▸ **EXERCISE AIM**
Please copy each line below that contains the word "pink".

▸ **INPUT DATA**
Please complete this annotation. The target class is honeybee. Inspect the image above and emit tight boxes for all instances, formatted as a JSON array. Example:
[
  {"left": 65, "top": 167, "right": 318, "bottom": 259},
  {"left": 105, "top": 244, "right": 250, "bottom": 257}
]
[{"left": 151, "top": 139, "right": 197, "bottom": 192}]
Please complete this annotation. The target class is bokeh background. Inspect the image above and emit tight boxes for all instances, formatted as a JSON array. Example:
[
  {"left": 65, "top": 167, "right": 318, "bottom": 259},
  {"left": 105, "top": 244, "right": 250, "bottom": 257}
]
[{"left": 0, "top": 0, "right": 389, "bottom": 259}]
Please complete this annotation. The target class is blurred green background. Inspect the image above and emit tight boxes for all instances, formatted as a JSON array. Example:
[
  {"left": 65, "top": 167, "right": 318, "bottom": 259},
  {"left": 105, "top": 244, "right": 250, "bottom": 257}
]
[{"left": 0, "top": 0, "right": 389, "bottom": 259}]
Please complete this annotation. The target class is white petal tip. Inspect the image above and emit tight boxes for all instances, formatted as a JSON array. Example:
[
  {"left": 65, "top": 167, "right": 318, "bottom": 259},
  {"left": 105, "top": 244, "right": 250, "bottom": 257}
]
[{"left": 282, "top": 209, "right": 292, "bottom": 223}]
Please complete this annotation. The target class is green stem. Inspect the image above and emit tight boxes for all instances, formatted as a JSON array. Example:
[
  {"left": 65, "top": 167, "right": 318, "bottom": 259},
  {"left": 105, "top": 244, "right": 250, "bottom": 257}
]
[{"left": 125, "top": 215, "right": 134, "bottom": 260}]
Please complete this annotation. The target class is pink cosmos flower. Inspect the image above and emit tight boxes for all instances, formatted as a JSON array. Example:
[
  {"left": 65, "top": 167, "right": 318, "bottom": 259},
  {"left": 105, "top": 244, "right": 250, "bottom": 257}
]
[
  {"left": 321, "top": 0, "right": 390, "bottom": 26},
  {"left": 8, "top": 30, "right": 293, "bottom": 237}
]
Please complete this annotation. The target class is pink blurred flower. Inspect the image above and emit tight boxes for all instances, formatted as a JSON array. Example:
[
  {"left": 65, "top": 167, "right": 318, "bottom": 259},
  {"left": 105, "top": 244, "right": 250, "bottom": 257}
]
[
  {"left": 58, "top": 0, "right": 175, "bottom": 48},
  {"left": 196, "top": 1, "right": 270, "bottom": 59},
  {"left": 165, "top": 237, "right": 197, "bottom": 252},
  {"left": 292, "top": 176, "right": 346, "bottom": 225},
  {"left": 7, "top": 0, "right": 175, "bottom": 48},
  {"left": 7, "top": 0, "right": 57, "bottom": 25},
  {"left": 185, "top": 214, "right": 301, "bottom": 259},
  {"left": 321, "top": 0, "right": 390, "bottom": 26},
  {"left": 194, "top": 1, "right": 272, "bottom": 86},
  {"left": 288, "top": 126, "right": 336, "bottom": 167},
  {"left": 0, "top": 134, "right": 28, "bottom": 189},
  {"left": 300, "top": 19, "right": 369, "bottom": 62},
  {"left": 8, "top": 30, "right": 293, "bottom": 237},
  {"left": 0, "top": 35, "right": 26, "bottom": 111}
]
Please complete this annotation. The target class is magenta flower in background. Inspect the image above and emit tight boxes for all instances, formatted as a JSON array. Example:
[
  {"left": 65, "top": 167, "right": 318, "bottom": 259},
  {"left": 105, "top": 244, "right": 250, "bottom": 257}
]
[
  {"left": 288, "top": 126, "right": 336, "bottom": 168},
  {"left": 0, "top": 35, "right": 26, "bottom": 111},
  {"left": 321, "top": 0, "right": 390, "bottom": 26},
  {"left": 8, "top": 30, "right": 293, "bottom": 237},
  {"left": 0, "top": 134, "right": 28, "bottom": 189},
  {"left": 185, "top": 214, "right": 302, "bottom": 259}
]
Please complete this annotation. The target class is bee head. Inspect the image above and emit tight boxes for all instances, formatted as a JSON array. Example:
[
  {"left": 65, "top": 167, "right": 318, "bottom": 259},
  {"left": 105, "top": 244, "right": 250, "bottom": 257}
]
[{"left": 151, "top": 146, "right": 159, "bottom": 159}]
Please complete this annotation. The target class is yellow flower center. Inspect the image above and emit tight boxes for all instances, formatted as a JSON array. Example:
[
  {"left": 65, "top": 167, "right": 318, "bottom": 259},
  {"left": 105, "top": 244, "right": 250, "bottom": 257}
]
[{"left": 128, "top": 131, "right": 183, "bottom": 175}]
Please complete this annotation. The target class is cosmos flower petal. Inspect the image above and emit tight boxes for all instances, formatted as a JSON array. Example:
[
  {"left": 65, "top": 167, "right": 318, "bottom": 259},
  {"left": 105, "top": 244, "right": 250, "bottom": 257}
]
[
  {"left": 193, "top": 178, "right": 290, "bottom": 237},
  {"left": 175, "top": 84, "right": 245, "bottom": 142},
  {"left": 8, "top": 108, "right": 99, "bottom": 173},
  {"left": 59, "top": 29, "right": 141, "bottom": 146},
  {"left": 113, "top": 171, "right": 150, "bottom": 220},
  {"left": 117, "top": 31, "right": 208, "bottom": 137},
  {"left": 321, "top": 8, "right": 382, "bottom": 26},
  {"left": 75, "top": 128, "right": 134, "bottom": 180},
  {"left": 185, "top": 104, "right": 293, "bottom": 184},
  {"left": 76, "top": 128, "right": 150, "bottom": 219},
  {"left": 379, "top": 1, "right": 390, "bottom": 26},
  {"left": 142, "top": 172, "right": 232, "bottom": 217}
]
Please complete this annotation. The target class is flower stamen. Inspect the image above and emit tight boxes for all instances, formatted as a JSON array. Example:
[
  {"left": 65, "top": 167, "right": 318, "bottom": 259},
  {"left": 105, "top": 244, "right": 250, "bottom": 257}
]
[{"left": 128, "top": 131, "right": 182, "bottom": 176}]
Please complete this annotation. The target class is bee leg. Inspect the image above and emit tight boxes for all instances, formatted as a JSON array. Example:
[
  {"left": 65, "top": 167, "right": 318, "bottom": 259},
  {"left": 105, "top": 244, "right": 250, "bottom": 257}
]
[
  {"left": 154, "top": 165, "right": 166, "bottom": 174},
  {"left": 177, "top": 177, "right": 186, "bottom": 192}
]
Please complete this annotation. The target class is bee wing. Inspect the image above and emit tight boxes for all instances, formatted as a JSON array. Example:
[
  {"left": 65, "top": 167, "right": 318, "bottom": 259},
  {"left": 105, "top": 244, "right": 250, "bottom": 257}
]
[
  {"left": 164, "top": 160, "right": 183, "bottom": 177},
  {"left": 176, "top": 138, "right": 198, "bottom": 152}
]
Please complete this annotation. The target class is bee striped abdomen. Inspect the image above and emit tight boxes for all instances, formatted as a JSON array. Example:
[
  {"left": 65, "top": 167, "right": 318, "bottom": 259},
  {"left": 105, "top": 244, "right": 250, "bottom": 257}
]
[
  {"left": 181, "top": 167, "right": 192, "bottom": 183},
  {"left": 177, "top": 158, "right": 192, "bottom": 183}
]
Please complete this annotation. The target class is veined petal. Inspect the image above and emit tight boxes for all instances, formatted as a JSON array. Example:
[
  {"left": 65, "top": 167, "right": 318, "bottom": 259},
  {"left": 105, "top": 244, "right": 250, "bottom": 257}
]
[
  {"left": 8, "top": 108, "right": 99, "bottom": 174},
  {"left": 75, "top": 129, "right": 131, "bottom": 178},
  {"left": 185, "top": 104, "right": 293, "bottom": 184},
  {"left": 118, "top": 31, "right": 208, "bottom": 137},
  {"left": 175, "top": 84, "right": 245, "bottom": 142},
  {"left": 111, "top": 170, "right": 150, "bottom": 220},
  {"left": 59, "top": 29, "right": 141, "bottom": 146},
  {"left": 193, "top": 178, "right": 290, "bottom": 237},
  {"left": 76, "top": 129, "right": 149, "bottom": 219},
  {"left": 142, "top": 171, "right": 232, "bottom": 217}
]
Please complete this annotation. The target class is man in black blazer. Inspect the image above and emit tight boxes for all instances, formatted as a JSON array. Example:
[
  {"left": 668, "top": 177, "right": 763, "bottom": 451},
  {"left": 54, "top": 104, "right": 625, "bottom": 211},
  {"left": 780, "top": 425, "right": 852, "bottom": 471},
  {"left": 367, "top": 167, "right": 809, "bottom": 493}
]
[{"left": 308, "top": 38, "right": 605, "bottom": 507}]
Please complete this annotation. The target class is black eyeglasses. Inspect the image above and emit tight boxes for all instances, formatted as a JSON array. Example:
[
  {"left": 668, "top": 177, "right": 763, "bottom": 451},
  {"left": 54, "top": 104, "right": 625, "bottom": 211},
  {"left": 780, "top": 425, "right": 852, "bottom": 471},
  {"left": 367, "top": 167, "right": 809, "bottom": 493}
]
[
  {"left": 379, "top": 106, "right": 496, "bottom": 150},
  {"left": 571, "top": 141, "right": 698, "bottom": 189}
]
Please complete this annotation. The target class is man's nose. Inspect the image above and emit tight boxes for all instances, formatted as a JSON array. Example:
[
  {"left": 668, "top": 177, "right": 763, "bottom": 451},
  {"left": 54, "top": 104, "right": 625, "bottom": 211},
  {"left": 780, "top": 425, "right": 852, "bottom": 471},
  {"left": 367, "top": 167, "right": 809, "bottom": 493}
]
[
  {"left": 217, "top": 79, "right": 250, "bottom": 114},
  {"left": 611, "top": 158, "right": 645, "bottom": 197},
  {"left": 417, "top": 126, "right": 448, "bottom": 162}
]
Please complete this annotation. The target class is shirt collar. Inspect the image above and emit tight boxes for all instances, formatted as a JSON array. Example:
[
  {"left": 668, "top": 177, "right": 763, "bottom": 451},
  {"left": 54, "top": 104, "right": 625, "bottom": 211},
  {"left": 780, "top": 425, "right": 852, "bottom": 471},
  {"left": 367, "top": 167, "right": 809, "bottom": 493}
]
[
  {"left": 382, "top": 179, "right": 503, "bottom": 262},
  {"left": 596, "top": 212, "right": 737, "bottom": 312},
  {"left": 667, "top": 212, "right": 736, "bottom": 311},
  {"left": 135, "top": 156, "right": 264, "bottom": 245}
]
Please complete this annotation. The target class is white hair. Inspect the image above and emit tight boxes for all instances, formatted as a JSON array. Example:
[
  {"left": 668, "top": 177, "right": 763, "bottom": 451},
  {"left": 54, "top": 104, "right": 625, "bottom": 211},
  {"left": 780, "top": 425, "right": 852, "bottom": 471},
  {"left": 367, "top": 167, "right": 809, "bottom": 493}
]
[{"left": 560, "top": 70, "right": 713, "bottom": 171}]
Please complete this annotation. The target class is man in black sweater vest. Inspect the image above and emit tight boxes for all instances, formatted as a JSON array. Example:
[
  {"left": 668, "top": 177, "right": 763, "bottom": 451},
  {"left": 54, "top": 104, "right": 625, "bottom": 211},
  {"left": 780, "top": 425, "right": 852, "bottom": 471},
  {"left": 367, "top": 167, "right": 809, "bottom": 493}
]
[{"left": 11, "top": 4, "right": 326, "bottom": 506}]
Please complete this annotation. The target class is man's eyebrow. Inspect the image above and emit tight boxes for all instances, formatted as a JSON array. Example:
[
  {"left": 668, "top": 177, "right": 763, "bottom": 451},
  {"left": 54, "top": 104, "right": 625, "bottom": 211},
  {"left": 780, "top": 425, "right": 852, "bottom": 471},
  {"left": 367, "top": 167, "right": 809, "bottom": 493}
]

▸ **SOLUTION FOR THIS TASK**
Please complete this annotation. The target class is pink cosmos flower. Inspect the image above and emit tight boxes for all instances, formatted as a JSON array. Example:
Please complete this annotation. The target class is pink blurred flower. Inspect the image above and emit tight boxes for all instances, formatted as a JSON array. Example:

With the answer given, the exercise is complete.